• _Supplied text_:
========================================================================
Schwetzingen Palace is a schloss in the German state of Baden-Württemberg. Schwetzingen was the summer residence of the Electors Palatine Charles III Philip and Charles IV Theodore (of the House of Wittelsbach). It is situated in Schwetzingen, roughly equidistant from the electors' seats at Heidelberg and Mannheim, and is most notable for its spacious and ornate gardens. Other than these exceptionally well preserved gardens and the palace proper, the compound also features the Schlosstheater Schwetzingen, the principal venue for the annual Schwetzingen Festival.

The palace

The main building replaces a 17th-century hunting lodge built on the foundations of an older moated castle of which it also retains some foundations and walling (hence the slightly irregular layout). It was built in its current form in several building campaigns between 1700 and 1750, in part to plans of the Heidelberg architect, Johann Adam Breunig. Construction began in the reign of Johann Wilhelm von der Pfalz, for whom the palace was not yet to be an official summer residence, but a simple hunting lodge. However, an ornate, if comparatively modestly scaled first garden was laid out at the same time, which was retained and embellished by Karl Philip. When the new, greatly expanded gardens of Charles Theodore began to take shape in the 1750s and 60s, plans were commissioned from the court architect, Nicolas de Pigage, for a new palace that would have been of a scale on a par with its surroundings. However, mostly due to concurrent projects that siphoned off funds (the completion of the gigantic new residential palace at Mannheim and the reconstruction of Schloss Benrath), nothing came of these plans. As a result, the modest building as it stands today is completely overwhelmed by the garden's sheer size and magnificence. It would, therefore, be more appropriate to call it "the gardens and palace of Schwetzingen", and not the reverse.
========================================================================
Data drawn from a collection

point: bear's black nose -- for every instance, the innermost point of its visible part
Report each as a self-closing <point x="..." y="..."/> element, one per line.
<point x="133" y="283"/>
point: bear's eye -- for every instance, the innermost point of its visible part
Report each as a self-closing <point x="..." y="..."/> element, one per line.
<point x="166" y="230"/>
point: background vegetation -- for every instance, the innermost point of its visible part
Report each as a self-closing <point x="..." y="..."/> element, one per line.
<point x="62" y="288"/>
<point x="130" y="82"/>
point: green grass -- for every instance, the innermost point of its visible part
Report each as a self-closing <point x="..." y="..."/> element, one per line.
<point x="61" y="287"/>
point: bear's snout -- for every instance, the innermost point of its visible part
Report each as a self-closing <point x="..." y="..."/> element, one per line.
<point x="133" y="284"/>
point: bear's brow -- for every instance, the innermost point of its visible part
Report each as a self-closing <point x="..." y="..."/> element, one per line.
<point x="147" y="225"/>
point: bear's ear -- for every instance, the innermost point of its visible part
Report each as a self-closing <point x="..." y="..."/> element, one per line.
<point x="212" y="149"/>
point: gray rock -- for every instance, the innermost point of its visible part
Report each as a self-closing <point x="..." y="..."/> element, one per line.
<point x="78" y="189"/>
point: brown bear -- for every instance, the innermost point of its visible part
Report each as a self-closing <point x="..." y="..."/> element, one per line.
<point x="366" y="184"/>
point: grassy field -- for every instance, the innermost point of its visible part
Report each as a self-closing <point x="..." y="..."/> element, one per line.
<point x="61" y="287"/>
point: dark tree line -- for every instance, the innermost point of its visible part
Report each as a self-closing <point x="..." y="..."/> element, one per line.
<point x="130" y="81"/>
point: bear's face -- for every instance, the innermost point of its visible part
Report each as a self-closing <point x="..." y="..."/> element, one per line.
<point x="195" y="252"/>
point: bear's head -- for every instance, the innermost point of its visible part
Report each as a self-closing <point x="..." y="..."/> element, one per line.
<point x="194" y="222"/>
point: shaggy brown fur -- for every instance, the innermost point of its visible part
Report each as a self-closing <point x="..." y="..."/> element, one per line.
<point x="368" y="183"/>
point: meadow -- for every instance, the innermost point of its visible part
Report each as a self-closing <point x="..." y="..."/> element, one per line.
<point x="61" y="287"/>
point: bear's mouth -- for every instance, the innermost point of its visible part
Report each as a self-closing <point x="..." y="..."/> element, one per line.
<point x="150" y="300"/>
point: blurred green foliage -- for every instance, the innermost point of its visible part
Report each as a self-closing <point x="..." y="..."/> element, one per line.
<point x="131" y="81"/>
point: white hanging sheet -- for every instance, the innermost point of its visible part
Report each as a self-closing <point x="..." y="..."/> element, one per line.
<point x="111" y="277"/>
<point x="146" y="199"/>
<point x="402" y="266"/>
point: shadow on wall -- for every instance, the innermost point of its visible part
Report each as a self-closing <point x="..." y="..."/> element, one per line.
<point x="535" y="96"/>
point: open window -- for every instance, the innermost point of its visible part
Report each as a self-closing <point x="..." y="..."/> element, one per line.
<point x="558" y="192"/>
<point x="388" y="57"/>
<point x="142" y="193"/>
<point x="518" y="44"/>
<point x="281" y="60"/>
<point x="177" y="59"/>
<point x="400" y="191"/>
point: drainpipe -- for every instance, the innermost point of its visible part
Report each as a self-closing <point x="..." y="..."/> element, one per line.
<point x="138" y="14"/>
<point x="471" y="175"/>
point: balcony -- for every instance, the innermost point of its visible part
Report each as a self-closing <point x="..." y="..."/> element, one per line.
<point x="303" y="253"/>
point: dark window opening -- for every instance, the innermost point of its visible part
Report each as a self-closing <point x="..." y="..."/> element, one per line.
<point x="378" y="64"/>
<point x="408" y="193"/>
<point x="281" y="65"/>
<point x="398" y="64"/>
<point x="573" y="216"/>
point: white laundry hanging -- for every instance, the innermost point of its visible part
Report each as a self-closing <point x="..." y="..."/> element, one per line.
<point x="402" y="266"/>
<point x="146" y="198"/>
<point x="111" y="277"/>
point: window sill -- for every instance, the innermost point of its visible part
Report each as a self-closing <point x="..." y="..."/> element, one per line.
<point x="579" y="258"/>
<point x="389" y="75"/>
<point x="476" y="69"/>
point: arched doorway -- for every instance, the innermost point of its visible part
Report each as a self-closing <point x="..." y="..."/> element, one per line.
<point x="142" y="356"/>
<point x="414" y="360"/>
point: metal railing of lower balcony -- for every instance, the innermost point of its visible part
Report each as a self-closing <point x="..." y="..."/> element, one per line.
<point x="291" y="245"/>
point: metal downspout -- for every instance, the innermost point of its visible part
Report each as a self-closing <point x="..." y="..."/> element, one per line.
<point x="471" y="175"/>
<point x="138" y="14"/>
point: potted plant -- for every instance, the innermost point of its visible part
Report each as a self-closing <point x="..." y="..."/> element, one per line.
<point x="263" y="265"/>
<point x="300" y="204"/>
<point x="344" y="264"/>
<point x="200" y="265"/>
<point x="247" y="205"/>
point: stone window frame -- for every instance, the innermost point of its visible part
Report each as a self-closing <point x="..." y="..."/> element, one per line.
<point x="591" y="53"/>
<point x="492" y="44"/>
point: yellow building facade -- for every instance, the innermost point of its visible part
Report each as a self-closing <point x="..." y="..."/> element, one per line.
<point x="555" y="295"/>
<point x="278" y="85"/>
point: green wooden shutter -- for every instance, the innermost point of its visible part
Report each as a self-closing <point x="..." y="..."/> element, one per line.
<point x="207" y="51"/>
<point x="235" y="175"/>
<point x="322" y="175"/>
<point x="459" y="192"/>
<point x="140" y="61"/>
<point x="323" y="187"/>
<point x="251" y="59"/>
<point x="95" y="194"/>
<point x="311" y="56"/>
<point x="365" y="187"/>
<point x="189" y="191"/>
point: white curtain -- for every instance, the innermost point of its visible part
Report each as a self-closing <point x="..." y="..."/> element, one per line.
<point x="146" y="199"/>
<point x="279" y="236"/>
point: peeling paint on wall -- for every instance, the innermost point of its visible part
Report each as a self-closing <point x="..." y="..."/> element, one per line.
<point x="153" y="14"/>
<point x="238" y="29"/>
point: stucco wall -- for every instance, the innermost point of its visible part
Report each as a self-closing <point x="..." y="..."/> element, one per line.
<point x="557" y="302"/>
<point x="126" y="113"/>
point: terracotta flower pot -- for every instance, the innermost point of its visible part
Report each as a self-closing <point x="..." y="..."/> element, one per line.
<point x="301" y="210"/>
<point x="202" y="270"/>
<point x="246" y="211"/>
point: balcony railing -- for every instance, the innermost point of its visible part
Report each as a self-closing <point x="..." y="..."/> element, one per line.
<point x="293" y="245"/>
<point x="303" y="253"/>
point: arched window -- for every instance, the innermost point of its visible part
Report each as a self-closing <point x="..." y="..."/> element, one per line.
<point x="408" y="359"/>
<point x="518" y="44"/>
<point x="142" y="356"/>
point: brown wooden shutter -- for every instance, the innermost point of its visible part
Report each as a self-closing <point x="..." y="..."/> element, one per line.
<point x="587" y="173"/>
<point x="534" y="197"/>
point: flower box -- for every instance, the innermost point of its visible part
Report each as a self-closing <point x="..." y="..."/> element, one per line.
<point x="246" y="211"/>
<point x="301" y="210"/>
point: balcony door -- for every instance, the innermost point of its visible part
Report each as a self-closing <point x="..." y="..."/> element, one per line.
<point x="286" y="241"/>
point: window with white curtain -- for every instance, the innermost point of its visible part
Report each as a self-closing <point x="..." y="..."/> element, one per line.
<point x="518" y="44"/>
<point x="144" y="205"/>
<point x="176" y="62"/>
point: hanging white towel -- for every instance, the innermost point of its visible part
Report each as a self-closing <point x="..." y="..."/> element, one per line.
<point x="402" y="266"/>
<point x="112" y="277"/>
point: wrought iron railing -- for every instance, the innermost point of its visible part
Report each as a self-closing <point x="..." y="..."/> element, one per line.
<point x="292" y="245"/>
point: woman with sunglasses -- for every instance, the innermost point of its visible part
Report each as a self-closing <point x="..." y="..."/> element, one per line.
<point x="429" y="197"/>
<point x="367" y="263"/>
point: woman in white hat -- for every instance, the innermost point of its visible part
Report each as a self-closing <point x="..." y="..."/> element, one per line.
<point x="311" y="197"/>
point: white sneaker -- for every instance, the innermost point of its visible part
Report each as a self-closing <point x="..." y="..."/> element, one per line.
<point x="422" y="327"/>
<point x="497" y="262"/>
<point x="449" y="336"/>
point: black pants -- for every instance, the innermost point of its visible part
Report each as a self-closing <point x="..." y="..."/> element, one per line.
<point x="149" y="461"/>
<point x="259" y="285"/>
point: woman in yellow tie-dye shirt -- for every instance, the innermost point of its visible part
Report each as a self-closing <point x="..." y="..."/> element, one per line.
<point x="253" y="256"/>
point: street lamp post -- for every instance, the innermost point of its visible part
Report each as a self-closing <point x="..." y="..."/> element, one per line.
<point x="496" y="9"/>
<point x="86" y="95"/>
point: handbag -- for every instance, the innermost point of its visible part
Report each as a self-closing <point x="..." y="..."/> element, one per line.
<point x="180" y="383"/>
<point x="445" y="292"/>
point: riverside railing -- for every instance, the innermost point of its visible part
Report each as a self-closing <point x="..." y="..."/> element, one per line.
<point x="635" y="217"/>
========================================================================
• _Job A_: Output the part of the passage on Schwetzingen Palace that opens with the words containing "Schwetzingen Palace is" and closes with "annual Schwetzingen Festival.".
• _Job B_:
Do these statements agree with the passage on Schwetzingen Palace? Answer yes or no for each, quoting the words of the passage that decide it.
(i) The palace took its current form in several building campaigns between 1700 and 1750.
(ii) Nicolas de Pigage's plans for a new palace were carried out.
(iii) Schwetzingen lies closer to Mannheim than to Heidelberg.
• _Job C_: Supply the next part of the passage on Schwetzingen Palace, continuing from where it stops.
You don't need the listing for this work.

• _Task answer A_:
Schwetzingen Palace is a schloss in the German state of Baden-Württemberg. Schwetzingen was the summer residence of the Electors Palatine Charles III Philip and Charles IV Theodore (of the House of Wittelsbach). It is situated in Schwetzingen, roughly equidistant from the electors' seats at Heidelberg and Mannheim, and is most notable for its spacious and ornate gardens. Other than these exceptionally well preserved gardens and the palace proper, the compound also features the Schlosstheater Schwetzingen, the principal venue for the annual Schwetzingen Festival.

• _Task answer B_:
(i) Yes: "It was built in its current form in several building campaigns between 1700 and 1750"
(ii) No: "nothing came of these plans"
(iii) No: "roughly equidistant from the electors' seats at Heidelberg and Mannheim"

• _Task answer C_:
Much of the original interior decoration and furnishings survive. Following a major restoration effort in the late 20th century, several of the electoral and ducal apartments are now back in the state their previous occupants would have known. These rooms may not have the supreme splendour found elsewhere in German princely dwellings, but they do convey a particularly vivid image of the court's everyday life. The building was too small to also accommodate the reception rooms required for the gatherings of the court. These – comprising two large halls and the theater- were instead incorporated into the two symmetrical curved outbuildings (the Zirkelbauten) on the garden front, initially intended to serve only as orangeries.

The gardens

During the second half of the 18th century, when the current Schwetzingen garden was created, the "French" formal garden was gradually being supplanted by the "English" landscape garden as the prevalent style of gardening. The numerous princely estates in the Holy Roman Empire were quick to pick up the change, often remodelling older gardens according to the new taste. The Schwetzingen garden perhaps uniquely reflects this fundamental change in attitude, as its creators actually sought to reconcile the two conflicting styles. Accordingly, while the oldest portions are strictly formal, the newer ones subsequently introduced more "natural" features. However, great care was taken so that the finished work would still form a coherent whole. As a result, Schwetzingen is sometimes described as the principal surviving example of an intermediary style, the "anglo-chinese" garden, but in its diversity actually transcends the boundaries of that particular – and short-lived – style.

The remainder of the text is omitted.